▶ _Exercise prompt_
Rewrite the rows below with each "place a dot" changed to "put a mark", keeping everything else the same.

▶ _Given information_
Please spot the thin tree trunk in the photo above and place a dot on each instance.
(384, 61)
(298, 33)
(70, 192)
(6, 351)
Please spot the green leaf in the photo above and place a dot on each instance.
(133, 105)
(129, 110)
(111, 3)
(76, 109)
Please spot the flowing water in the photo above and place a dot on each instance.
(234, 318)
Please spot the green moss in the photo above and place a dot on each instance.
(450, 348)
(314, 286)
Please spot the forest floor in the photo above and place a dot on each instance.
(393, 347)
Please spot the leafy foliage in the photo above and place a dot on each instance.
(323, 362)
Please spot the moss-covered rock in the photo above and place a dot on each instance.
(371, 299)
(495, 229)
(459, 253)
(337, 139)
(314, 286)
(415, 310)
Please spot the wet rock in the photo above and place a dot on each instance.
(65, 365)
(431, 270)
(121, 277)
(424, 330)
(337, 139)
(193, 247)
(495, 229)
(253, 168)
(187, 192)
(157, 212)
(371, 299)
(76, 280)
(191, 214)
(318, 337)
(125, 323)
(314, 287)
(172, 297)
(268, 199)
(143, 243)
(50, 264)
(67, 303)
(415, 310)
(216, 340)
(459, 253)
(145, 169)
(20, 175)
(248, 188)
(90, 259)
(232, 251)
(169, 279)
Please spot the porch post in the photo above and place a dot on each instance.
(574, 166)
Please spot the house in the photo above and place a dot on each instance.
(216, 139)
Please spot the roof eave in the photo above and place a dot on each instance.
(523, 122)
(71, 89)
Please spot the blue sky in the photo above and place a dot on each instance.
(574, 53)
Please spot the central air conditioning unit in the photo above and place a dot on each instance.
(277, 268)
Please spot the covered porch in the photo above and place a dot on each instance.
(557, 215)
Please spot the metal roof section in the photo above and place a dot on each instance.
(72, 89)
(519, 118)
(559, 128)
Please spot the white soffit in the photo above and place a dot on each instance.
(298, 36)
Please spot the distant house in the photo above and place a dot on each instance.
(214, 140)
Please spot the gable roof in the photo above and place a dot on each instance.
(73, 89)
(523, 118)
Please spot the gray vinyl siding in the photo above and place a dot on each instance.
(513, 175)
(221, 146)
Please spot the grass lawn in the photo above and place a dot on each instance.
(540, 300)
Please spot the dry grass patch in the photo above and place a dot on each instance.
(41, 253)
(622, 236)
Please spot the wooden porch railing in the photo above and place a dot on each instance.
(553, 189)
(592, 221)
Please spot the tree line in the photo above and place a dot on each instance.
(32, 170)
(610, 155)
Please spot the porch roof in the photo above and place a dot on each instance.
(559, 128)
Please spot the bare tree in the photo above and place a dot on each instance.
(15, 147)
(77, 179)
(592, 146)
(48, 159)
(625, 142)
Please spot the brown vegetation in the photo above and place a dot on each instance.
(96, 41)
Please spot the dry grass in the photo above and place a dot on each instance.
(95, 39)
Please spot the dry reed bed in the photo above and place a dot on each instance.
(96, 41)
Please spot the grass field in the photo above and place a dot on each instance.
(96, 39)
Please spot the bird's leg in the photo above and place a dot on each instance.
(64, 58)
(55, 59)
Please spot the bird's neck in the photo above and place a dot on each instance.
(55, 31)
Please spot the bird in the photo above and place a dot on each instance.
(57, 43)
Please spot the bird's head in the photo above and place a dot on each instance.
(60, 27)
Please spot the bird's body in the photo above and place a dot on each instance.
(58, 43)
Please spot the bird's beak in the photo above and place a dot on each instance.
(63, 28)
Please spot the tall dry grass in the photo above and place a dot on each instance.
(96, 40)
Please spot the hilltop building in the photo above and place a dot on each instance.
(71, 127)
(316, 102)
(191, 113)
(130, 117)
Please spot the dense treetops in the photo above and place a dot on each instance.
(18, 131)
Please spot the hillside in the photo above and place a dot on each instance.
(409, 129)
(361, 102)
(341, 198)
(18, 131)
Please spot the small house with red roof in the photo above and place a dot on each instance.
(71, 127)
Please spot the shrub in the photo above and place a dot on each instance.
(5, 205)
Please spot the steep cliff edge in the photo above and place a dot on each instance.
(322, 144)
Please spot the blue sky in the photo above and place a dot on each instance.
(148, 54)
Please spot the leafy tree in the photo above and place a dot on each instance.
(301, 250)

▶ _The solution_
Please spot the thin tree trunk in the photo above and put a mark on each instance.
(384, 61)
(298, 33)
(70, 192)
(6, 351)
Please spot the green leaf in the photo above and put a mark on each instance.
(133, 105)
(129, 110)
(111, 3)
(76, 109)
Please spot the flowing water in the photo above and put a mark on each instance.
(234, 318)
Please spot the green moss in the photo above and put a mark on each instance.
(450, 348)
(314, 286)
Please spot the forest floor in the photo above and put a mark on each instance.
(393, 347)
Please spot the leafy foliage in the photo above and put a mark on each instance.
(323, 362)
Please spot the moss-covered rock in the photo above and put a mark on each instance.
(371, 299)
(495, 229)
(459, 253)
(337, 139)
(314, 286)
(415, 310)
Please spot the wet rock in the photo above and put a mark on each instance.
(65, 365)
(431, 270)
(121, 277)
(424, 330)
(337, 139)
(193, 247)
(495, 229)
(253, 168)
(187, 192)
(157, 212)
(371, 299)
(76, 280)
(191, 214)
(318, 337)
(125, 323)
(314, 287)
(172, 297)
(268, 199)
(143, 243)
(50, 264)
(67, 303)
(415, 310)
(216, 340)
(459, 253)
(145, 169)
(20, 175)
(248, 188)
(90, 259)
(232, 251)
(169, 279)
Please spot the porch post in the photo above and put a mark on each instance.
(574, 166)
Please spot the house in the photo above and put a mark on each instance.
(216, 139)
Please spot the roof eave in the photo above and put a mark on each instance.
(523, 122)
(71, 89)
Please spot the blue sky in the photo above and put a mark on each instance.
(574, 53)
Please spot the central air conditioning unit in the photo above and put a mark on each instance.
(277, 268)
Please spot the covered porch in the photo above and put a mark on each instance.
(557, 215)
Please spot the metal roof section in the photo above and put a mark on each instance.
(72, 89)
(519, 118)
(559, 128)
Please spot the white soffit in the photo above and put a mark on each instance.
(298, 36)
Please spot the distant house in the photo above and put a mark on each instance.
(214, 140)
Please spot the gable roof in the photo above and put a mark on each instance.
(73, 89)
(523, 118)
Please spot the gray vinyl siding in the photo above and put a mark on each instance.
(513, 175)
(221, 146)
Please spot the grass lawn in the photo above and put a mark on each instance.
(540, 300)
Please spot the dry grass patch in the photo above and put a mark on each instance.
(41, 253)
(622, 236)
Please spot the wooden porch railing in the photo above and put a mark on each instance.
(553, 189)
(592, 221)
Please spot the tree line in the photo above and put a mark on each instance.
(32, 170)
(610, 155)
Please spot the porch roof in the photo above and put a mark on each instance.
(559, 128)
Please spot the bare tree in the photo above and put a mark on each instance.
(15, 147)
(77, 179)
(592, 146)
(48, 159)
(625, 142)
Please spot the brown vegetation in the photo above and put a mark on each instance.
(96, 41)
Please spot the dry grass in the photo above and put a mark on each instance.
(95, 39)
Please spot the dry reed bed in the photo above and put a mark on each instance.
(96, 41)
Please spot the grass field in the photo above and put a mark on each instance.
(96, 39)
Please spot the bird's leg in the photo above and put a mark on each instance.
(64, 58)
(55, 59)
Please spot the bird's neck in the photo above and put a mark on each instance.
(55, 31)
Please spot the bird in the photo above and put a mark on each instance.
(57, 43)
Please spot the bird's head in the photo above and put a mark on each instance.
(60, 27)
Please spot the bird's body in the photo above and put a mark on each instance.
(58, 43)
Please spot the bird's beak in the photo above and put a mark on each instance.
(63, 28)
Please spot the tall dry grass in the photo above and put a mark on each instance.
(96, 40)
Please spot the hilltop building in the photo above and put a mark on each instance.
(71, 127)
(316, 102)
(191, 113)
(130, 117)
Please spot the dense treetops in the photo above and put a mark on each instance.
(18, 131)
Please spot the hillside in the photo above and put a mark on each instance.
(409, 129)
(361, 102)
(341, 198)
(18, 131)
Please spot the small house with red roof in the photo above and put a mark on each instance.
(71, 127)
Please spot the shrub in the photo above and put a mark on each instance.
(5, 205)
Please spot the steep cliff edge in the photo above and put a mark on each instance.
(322, 144)
Please spot the blue sky in the photo above and put a mark on each instance.
(148, 54)
Please spot the leafy tree in the photo above and put a mark on each instance.
(301, 250)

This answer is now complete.